ASSIGNMENT> Your copy should hold every record verbatim and none of the pictures.

══ AVAILABLE DATA

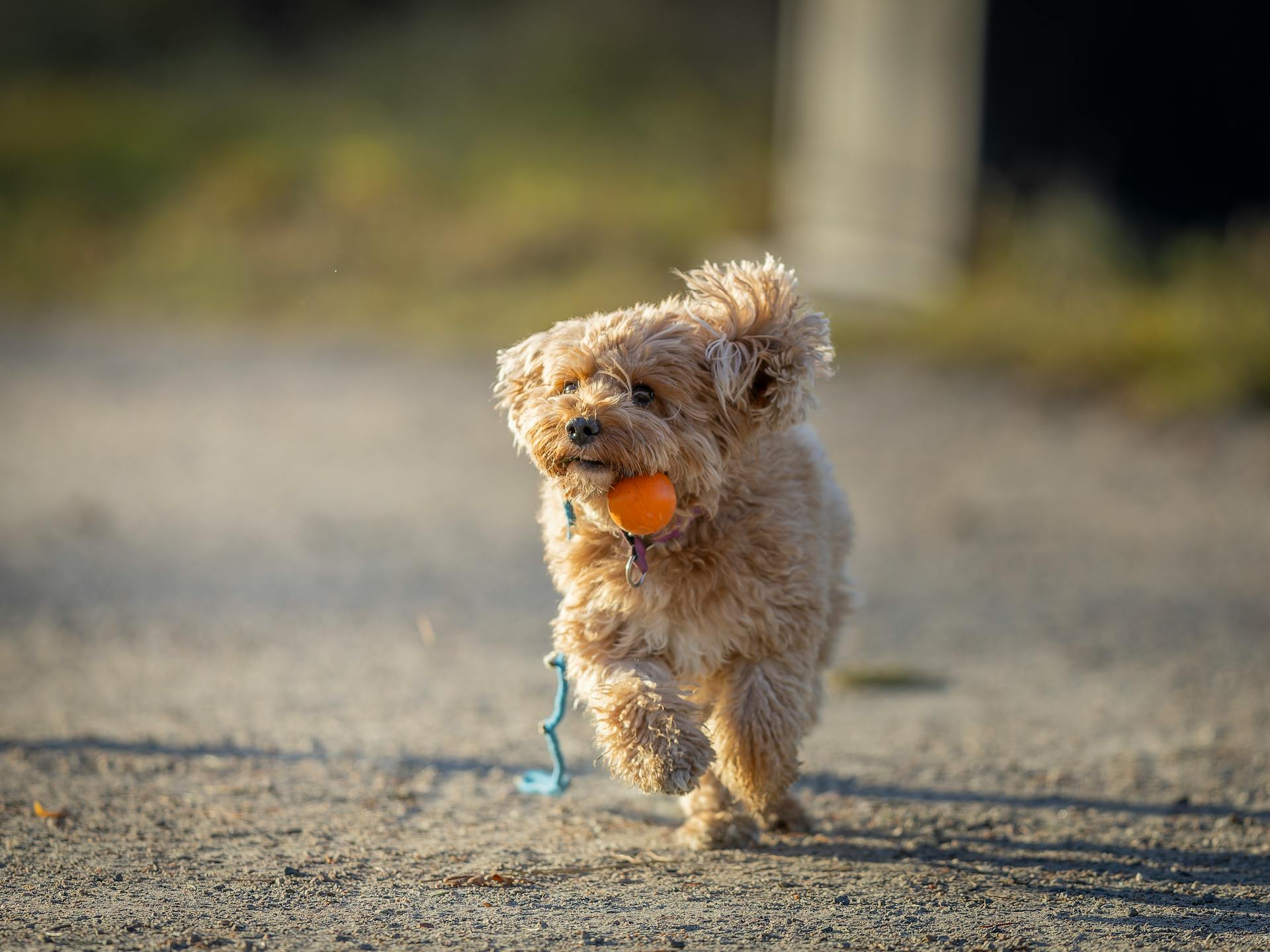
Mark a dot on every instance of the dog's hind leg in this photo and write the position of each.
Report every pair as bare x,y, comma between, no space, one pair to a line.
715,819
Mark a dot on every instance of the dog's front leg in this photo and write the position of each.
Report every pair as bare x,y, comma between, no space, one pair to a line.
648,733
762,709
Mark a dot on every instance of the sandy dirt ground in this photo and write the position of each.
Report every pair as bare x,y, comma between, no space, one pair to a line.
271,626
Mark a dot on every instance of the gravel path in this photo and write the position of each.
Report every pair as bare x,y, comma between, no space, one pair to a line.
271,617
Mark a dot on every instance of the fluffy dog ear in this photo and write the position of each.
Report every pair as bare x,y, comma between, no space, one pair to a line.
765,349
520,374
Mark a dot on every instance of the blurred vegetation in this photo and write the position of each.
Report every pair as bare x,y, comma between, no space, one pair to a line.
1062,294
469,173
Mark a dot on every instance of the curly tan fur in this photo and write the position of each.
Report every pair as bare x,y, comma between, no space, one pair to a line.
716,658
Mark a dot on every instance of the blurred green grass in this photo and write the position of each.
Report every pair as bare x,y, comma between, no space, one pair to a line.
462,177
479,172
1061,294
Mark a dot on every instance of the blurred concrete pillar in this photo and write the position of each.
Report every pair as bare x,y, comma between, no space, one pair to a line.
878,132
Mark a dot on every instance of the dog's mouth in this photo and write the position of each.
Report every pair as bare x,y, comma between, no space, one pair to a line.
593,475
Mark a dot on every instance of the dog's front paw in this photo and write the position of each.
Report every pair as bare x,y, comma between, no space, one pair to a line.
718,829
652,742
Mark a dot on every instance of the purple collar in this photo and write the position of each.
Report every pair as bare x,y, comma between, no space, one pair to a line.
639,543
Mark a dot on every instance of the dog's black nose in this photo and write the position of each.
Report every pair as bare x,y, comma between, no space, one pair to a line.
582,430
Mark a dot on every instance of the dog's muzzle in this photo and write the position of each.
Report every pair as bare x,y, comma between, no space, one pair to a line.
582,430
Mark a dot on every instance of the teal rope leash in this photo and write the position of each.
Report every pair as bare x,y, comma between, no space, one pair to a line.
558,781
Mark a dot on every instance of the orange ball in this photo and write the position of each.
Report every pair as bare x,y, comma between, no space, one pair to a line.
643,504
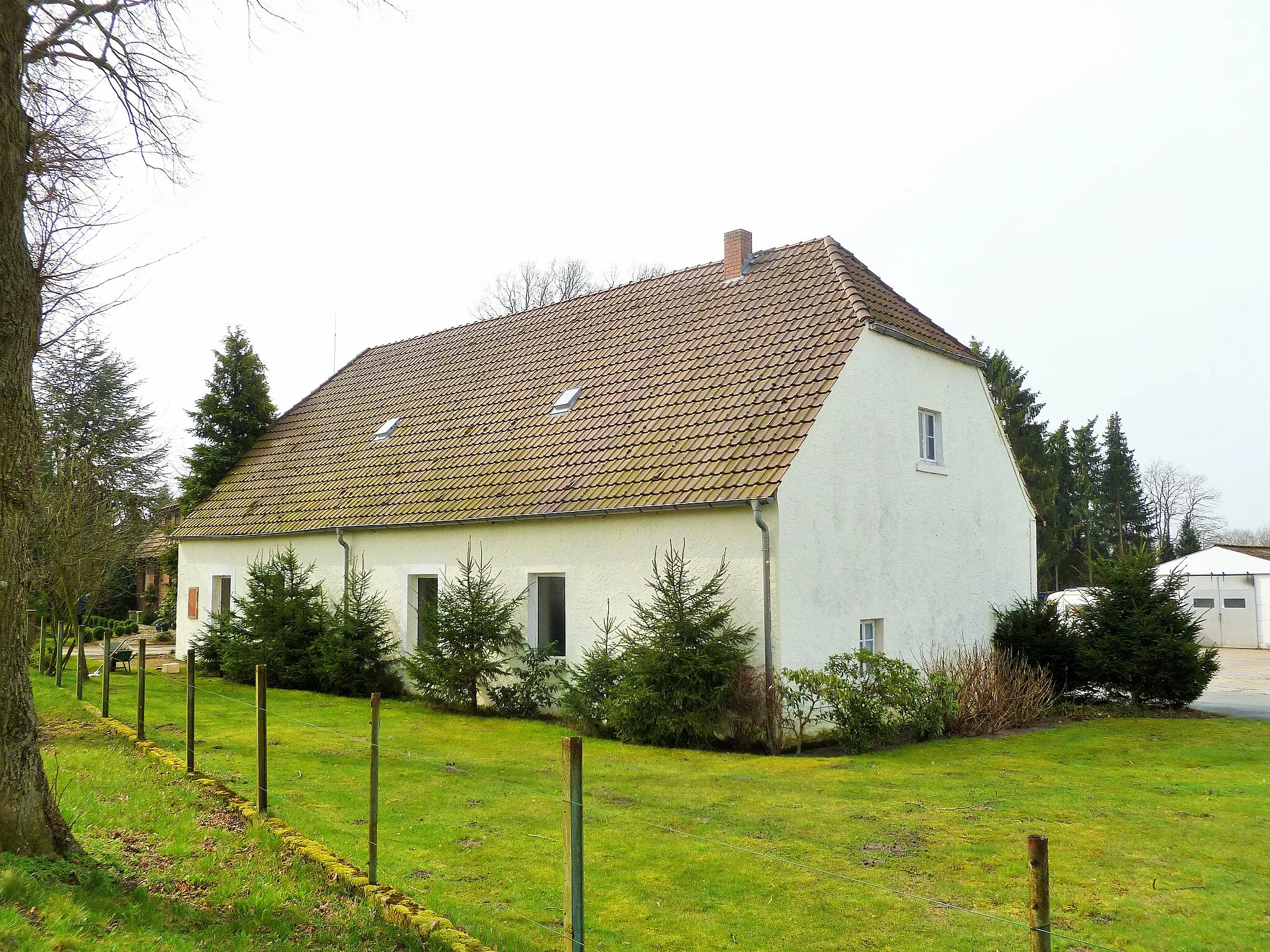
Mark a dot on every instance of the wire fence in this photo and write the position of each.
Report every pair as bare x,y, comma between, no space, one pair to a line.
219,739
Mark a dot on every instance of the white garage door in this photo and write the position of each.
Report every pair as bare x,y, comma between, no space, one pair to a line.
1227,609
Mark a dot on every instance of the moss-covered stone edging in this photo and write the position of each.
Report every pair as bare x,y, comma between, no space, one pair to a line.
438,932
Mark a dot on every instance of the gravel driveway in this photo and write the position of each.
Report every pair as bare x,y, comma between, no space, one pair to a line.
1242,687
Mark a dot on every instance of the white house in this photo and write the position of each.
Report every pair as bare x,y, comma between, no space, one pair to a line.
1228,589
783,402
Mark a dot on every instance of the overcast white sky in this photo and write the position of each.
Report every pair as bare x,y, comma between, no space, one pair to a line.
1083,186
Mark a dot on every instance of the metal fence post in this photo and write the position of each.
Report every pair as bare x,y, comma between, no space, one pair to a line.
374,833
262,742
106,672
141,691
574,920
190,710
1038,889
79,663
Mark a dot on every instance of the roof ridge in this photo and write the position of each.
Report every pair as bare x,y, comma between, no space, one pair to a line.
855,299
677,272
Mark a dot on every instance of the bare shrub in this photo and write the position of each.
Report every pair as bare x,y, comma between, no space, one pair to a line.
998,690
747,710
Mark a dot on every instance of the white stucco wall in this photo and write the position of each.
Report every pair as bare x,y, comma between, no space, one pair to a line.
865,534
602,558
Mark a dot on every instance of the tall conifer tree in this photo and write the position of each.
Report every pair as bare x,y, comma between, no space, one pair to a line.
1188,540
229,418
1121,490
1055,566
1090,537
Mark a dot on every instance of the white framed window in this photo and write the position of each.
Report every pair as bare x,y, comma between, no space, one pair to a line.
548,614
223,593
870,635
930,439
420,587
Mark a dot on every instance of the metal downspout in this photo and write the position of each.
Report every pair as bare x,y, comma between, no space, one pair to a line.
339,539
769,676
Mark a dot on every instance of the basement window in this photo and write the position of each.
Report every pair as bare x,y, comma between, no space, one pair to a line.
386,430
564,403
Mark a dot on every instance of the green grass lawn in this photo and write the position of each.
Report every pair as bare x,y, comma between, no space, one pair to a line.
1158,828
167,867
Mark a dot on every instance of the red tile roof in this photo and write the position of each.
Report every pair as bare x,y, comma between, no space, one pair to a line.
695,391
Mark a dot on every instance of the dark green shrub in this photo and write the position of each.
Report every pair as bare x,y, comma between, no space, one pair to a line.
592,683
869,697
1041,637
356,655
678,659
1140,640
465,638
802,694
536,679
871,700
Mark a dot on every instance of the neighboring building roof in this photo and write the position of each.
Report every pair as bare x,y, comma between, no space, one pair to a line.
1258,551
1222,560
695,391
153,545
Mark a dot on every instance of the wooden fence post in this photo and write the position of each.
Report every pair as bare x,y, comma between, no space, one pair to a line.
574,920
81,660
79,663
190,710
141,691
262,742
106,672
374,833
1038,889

════

FINISHED TASK>
Mark a dot on every instance of the dog's hind leg in this photo and write the position of each.
Report every pair as bare x,y, comma between, no space, one pair to a line.
715,819
Mark a dot on every instance of the dog's front leg in this photo and write the position of each.
Report every pair as bare x,y, comma between, no space, one pair to a line.
648,733
762,709
Mark a dot on every instance of the sandy dirt ground in this photo and write the position of each.
Report every pair as bare x,y, comma between, no space, one pair to a line.
271,626
Mark a dot on every instance of the gravel path in this photo and write the position of each.
Report every pair as bare x,y, comma between, no space, one pair to a line.
271,617
Mark a dot on every instance of the fluffy dog ear in this photo and write the position of each.
Report every pair as bare x,y, comma between, no space, one pair to a line.
765,349
520,374
Mark a dot on every instance of the blurred vegetation in this photo and write the position of each.
Report every pair as bare x,y, comma between, no space, one pair to a line.
1062,294
469,173
Mark a dot on every instance of the curly tan fur in this photo and write the position of each.
Report every pair as bare x,y, comma between, no space, one pair to a line.
716,658
Mark a dot on every instance of the blurred green grass in this photo and write the position of each.
Report every pair as bare x,y, comma between, no space, one pair to a line.
462,177
479,172
1061,294
Mark a dot on every instance of the blurred concrete pillar in this photo and write the position of each.
Report every pair as bare x,y, comma between, no space, one pair to a line.
878,132
Mark a dot on every instance of the dog's mouth in this photo and write the position of each.
Report every pair as bare x,y, comma between, no space, one pair to a line.
593,475
Mark a dot on every instance of the dog's front paw in this photo and write the position of each.
Report every pair as bare x,y, comma between, no space, one pair to a line.
718,829
652,742
Mark a dot on every instance of the purple collar in this photo and write the position of each.
Report every pair as bare x,y, comma between, no space, one pair to a line.
639,543
Mark a dot on every instance of the dog's black nose in this photo and write the position of each.
Report every pair as bare x,y, comma between, no space, one pair to a line.
582,430
Mark a dot on every instance of the dog's muzzle in this photo and write the position of each.
Report every pair as bare x,y, comma between, no space, one pair to a line.
582,430
Mark a dot on every instance of the teal rope leash in this photo and write the position of each.
Report every pair as bare x,y, comma between, no space, one pair to a line.
558,781
Mark a dot on every instance of the orange ball in this photo and write the position of each.
Report every pair as bare x,y, comma between, no space, one pair to a line.
643,504
Mark a dot on every instance of the wire fence in this photo and write the position of each.
Report every pair as bare x,y, comma between, no space, one pair to a line.
219,739
Mark a dot on every instance of the white garage door in this photo and write the position of each.
Report every pair as bare x,y, comma between, no space, one pair to a line.
1227,609
Mark a dot on every instance of the moss-covered stone edging in this photo and write the position of each.
Report every pair as bare x,y, comma between, no space, one pair to a line.
438,932
Mark a dot on every instance of the gravel driveway in this photo and write the position of each.
Report every pair as bare x,y, comma between, no space, one pair to a line.
1242,687
Mark a dot on every instance of the white house in this photo and write the position of each.
Report every pair as bare x,y, comma between, no space, one pair to a line.
1228,589
783,402
Mark a dot on every instance of the overcast white sky in this photo and write the position of each.
Report every pair as bare x,y, comma between, no space, one pair to a line.
1083,186
Mark a dot on every instance of the metal fence post in this photo and write the position of each.
Report every pair as bare x,y, comma between, no space, one pair to a line.
374,833
262,742
106,672
141,691
574,920
190,710
1038,889
79,663
Mark a dot on every instance of the roof ridge in this photo and write the position of each.
Report every pair as bare x,y, comma between, no space, one pair to a line.
855,299
677,272
Mark a dot on every instance of the bare shrub in this photo and write the position of each.
Report every pair as bare x,y, comma between, no space, one pair to a line.
998,690
747,710
Mark a dot on every instance of the white stucco wall in this photo and write the position of each.
Report every pair as bare x,y, comma between, no space, one pair to a line.
865,534
602,558
Mark a dot on every instance of the tall conifer tree in this photo and write the position of each.
Report every pair as bare x,y, comma between, no space, one pair to a line.
1188,540
229,418
1121,490
1055,566
1090,537
Mark a dot on every instance of the white framed window in this photo and write the position of each.
Report every pair as bare x,y, comma between, no space, one pair to a line.
548,614
223,593
870,635
930,439
420,587
Mark a dot on every instance of the metal downspout in this photo and write the position of each.
Report every pair as bare x,y, comma between, no space, one pair to a line.
339,539
769,676
Mark a dot on every instance of the basement window in this photo and write the position of each.
Report every pair as bare x,y, comma between, no space, one pair to a line.
386,430
564,403
Mark a dot on every instance of the green grass lawn in this photo and write the position of each.
Report every pair as bare x,y, comma between, no space, one pair to a line.
1158,828
167,867
Mark a dot on every instance of the red tile roof in this photo and write the position of each.
Report every pair as bare x,y, comma between, no space, one pair to a line.
695,391
Mark a dot on every instance of the dark green shrub in this photo and write the position of each.
Report every pair as bare x,y, comma between, no space, one pair to a line.
592,683
869,697
1041,637
356,655
678,659
1140,640
465,638
802,694
536,679
871,700
Mark a dot on every instance of the neighboring building roof in this photo and write the position of each.
Report every pair as bare x,y, comma between, no space, one pair to a line.
1258,551
1222,560
695,391
153,545
Mark a dot on every instance of the wooden fence post in this photo and write the position of each.
Report every pair as bare x,y, comma between, no space, one pair to a line.
574,920
81,660
79,663
190,710
141,691
262,742
106,672
374,833
1038,889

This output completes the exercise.